→ **THE RECORDS**
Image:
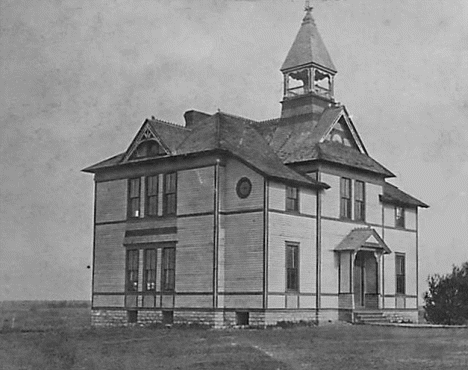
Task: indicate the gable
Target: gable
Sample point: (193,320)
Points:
(342,131)
(146,144)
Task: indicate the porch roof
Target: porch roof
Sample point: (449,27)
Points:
(362,238)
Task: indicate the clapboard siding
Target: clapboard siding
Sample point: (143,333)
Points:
(109,259)
(195,191)
(290,228)
(277,196)
(194,254)
(233,172)
(194,301)
(400,241)
(243,254)
(108,301)
(331,197)
(111,201)
(373,205)
(333,232)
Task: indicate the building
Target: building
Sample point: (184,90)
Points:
(229,221)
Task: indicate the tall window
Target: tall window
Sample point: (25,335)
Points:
(132,270)
(399,217)
(170,194)
(292,199)
(133,207)
(168,269)
(345,201)
(149,272)
(400,274)
(359,201)
(151,196)
(292,267)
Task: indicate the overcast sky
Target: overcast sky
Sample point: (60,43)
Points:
(78,77)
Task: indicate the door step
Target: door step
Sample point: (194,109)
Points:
(370,317)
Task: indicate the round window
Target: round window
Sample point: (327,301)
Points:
(244,187)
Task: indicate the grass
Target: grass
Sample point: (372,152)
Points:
(340,346)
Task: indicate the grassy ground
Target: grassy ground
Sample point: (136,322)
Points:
(325,347)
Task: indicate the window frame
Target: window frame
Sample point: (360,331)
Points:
(169,194)
(400,221)
(132,270)
(400,273)
(292,286)
(168,269)
(148,266)
(131,199)
(345,202)
(150,196)
(292,203)
(360,204)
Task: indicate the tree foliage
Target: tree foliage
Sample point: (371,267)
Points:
(446,302)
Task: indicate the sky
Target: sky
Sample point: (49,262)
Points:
(78,78)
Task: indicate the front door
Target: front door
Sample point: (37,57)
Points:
(365,280)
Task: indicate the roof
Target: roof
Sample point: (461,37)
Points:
(308,47)
(394,195)
(237,136)
(362,237)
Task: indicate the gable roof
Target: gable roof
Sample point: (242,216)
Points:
(237,136)
(359,238)
(308,47)
(394,195)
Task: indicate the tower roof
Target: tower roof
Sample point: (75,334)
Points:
(308,47)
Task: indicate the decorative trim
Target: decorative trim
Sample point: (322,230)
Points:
(253,210)
(291,213)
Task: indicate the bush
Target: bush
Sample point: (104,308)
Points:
(446,302)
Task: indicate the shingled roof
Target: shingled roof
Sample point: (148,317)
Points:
(308,47)
(394,195)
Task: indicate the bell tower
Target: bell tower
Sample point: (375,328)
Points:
(308,72)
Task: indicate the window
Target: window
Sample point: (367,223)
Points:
(149,272)
(359,201)
(151,196)
(400,273)
(133,207)
(292,199)
(168,269)
(170,194)
(399,217)
(132,270)
(292,267)
(345,202)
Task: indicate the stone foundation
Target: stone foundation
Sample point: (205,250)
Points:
(215,319)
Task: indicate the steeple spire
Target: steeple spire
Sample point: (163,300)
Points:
(308,71)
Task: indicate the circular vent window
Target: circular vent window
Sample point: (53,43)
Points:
(244,187)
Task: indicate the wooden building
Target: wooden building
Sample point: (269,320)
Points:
(230,221)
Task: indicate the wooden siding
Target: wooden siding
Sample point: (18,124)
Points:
(243,254)
(333,232)
(373,205)
(109,259)
(111,201)
(290,228)
(195,191)
(277,196)
(331,197)
(194,254)
(233,172)
(109,301)
(400,241)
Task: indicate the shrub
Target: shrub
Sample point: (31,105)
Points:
(446,302)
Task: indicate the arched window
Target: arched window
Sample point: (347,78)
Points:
(148,148)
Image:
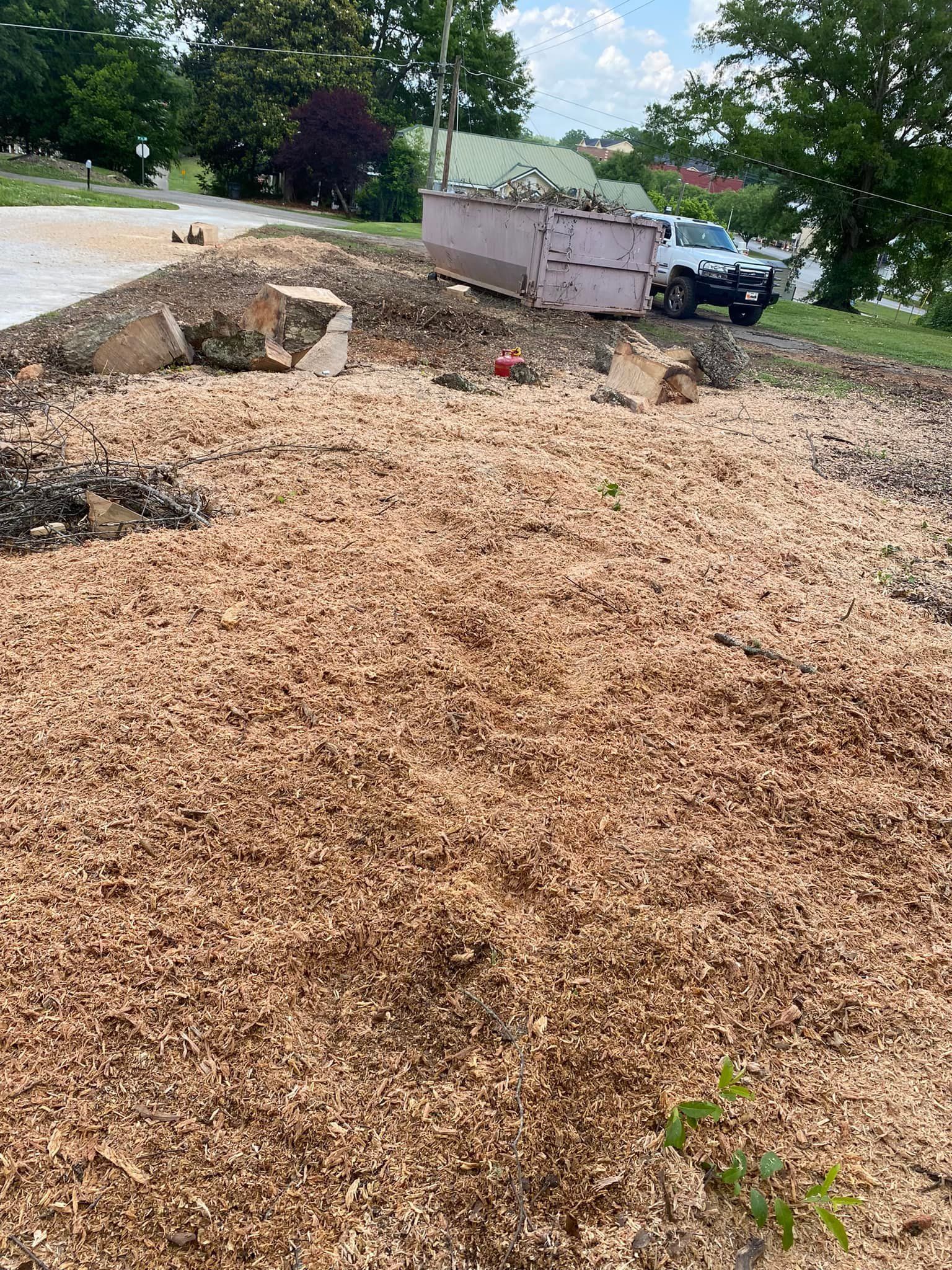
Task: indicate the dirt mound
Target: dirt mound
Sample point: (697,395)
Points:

→ **EXERCISE GOAL**
Recast the lines of the items above, from the line containing "Task: indicate the roof" through the last line, both included, as a JSON list of strings with one string per line. Skip blank lines and leave the pictures out.

→ **COMPLETE RESPONSE**
[
  "Task: indicate the roof",
  "Target: roof",
  "Sample point: (461,37)",
  "Points:",
  "(308,47)",
  "(394,195)",
  "(237,136)",
  "(362,237)",
  "Task: indicate the gable roof",
  "Target: gable roof",
  "Sample point: (242,216)",
  "Points:",
  "(237,136)",
  "(359,238)",
  "(308,47)",
  "(394,195)",
  "Task: indicate the tower roof",
  "Target: tower roof",
  "Sample point: (75,334)",
  "Points:",
  "(308,47)",
  "Task: indicate the decorative trim",
  "Target: decorative trim",
  "Sample point: (322,230)",
  "Points:",
  "(253,210)",
  "(291,213)",
  "Task: indicate the bush",
  "Target: bush",
  "Sample point: (104,308)",
  "Points:",
  "(446,302)",
  "Task: indicate the shingled roof",
  "Target: shingled roof",
  "Sample point: (148,317)",
  "Points:",
  "(308,47)",
  "(394,195)",
  "Task: indicate the bell tower",
  "Target: bell tower",
  "Sample point: (375,328)",
  "Points:",
  "(308,72)",
  "Task: indicate the window",
  "Target: window",
  "Sample point: (367,223)",
  "Points:",
  "(149,272)",
  "(359,201)",
  "(151,196)",
  "(400,273)",
  "(133,207)",
  "(292,199)",
  "(168,269)",
  "(170,194)",
  "(399,217)",
  "(132,270)",
  "(292,267)",
  "(345,202)",
  "Task: indicate the stone foundation",
  "Target: stone foundation",
  "Sample point: (205,250)",
  "Points:",
  "(215,319)",
  "Task: indicate the steeple spire",
  "Target: steeple spire",
  "Sample point: (163,300)",
  "Points:",
  "(308,71)",
  "Task: indicate the circular vent window",
  "Target: circular vent window",
  "Sample point: (53,43)",
  "Points:",
  "(244,187)",
  "Task: indicate the wooden building",
  "Target: wooden building",
  "Sample point: (269,320)",
  "Points:",
  "(230,221)",
  "Task: indicate the wooden siding",
  "Target: wooden siding",
  "Sample point: (18,124)",
  "Points:",
  "(243,254)",
  "(333,232)",
  "(373,205)",
  "(109,259)",
  "(111,201)",
  "(290,228)",
  "(195,191)",
  "(277,196)",
  "(331,197)",
  "(194,254)",
  "(233,172)",
  "(109,301)",
  "(400,241)",
  "Task: indicate the shrub",
  "Target: shrub",
  "Sample point: (31,105)",
  "Points:",
  "(446,302)",
  "Task: indicate the arched window",
  "Target: arched window",
  "Sample point: (347,78)",
  "Points:",
  "(148,148)",
  "Image:",
  "Task: indicate the dirt mound",
  "Target: dirt mound",
  "Sample point: (697,395)",
  "Points:"
]